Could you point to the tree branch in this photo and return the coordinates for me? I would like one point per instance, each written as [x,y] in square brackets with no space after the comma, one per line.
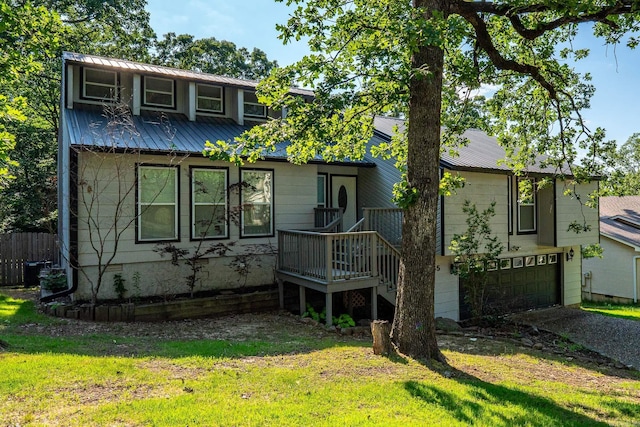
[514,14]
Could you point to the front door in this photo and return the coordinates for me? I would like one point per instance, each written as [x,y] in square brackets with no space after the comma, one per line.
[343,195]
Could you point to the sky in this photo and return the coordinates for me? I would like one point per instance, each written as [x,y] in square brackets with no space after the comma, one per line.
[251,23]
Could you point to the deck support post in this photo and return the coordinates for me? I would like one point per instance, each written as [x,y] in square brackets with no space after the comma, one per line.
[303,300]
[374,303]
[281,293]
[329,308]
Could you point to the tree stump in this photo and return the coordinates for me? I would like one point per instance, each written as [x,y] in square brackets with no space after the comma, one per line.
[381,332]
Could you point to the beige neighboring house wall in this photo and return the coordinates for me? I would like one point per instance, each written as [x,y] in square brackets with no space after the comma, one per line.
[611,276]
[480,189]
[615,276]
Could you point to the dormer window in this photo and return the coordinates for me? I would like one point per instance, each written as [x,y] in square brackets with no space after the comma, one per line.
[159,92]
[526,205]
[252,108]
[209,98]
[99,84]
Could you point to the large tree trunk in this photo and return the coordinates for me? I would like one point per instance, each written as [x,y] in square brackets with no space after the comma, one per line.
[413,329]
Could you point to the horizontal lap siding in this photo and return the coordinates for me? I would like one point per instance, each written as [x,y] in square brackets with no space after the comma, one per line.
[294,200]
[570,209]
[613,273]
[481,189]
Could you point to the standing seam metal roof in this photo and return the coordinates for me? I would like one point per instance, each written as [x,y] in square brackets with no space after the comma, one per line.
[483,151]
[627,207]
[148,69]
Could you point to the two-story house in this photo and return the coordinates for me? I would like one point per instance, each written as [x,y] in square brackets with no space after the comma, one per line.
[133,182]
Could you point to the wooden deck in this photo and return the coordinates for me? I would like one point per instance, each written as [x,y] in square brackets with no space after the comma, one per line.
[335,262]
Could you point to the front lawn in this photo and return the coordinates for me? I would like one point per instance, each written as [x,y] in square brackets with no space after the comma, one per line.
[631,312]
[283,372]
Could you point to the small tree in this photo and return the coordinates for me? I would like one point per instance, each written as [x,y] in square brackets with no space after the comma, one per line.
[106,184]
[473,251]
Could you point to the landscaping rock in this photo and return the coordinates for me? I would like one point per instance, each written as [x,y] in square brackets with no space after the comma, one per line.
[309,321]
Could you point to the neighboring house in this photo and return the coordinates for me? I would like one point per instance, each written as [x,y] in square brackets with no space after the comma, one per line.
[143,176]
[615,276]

• Exercise details
Copy all of the entries above word for word, from the first line to the last, and leave out the picture.

• Problem solution
Could you point to the tree branch in this photo and return the coordinates for me? I would like one point per instance, each written as [x,y] in square brackets with no space after the comma, one per line.
[514,14]
Could you point to the front door in this photo and return the coordinates for me? I would like one point per instance, each written as [x,y] in square brackets with no space after the comma, one per line.
[343,195]
Could you point to the sky in this photo and return the coordinates for me? I would like one point per instance, each written as [x,y] in square brackets with no space after the comma, one per line.
[251,23]
Could you point to the deck support post in this photo and return the coordinates for me? I would like one point per instance, each written as [x,y] in square brackets with no space after the comma, one per line.
[303,300]
[374,303]
[281,293]
[329,308]
Could you point to the tree stump in this photo and return the coordinates for me? I would like one point per instance, each written as [x,y] in square brackets with no space after the comma, one per line.
[381,332]
Could you point to the beige neighboring house wall in this photo and return the coordinates for me? I would like one point per instance, each written as [x,y] in square brackets with no space after the comma, one per line.
[611,276]
[480,189]
[615,276]
Could you point to the dormer window in this photo and return the coordinates for me? I would like one point per instance, each written as [x,y] in square brackets with no space after the comma, one per line.
[159,92]
[526,205]
[252,108]
[209,98]
[99,84]
Could you point to the large tree trunk in this photo and return the coordinates for me? I would like one point per instance, each written as [x,y] in square brackets with no space after the comma, one per line.
[413,329]
Could you point to the horizontal lap siding in this photo and return the coordinates for me? I would like one point per instance, each written as [x,y] in square brackets with no space after the comma, one per line.
[294,200]
[570,209]
[613,273]
[481,189]
Could you point to the standing seam metal roof in this photo and return the coordinates for me? I would like one point per instance, each written as [x,y] in square brackets with no space after the comma, one per line.
[483,151]
[627,207]
[148,69]
Could you point to the two-story house in this photo and return the coordinates for me? I would like one point per instance, each written as [x,y] in square brackets with no space after the comma, one per line.
[133,182]
Could you point to the wooden deck in this photo and return the coordinates for me? I would like one point per instance, each written as [x,y] in square brackets with no space after the comma, one per line.
[335,262]
Could you point to the front lawn in this photo and return the coordinates for me? I would like one point per instance, each written as [x,y] in square brackets with no space after the comma, one per line.
[631,312]
[283,372]
Could you point to the small tree in this photo and return the coordinates for me? I would like one point per instance, each written as [x,y] in square brackets with no space after the comma, one per line.
[106,184]
[473,251]
Could you point to the landscaping rock in this photo and return the coordinates for me? I would like one point per instance, each written as [x,y] in square brackets with no space after the comma, one per line.
[309,321]
Could you point to the neighboring house in this photo and return the coordinates for me? I would like one point per instance, each written as [x,y] in square brackets with no space after the comma, one per line.
[143,176]
[615,276]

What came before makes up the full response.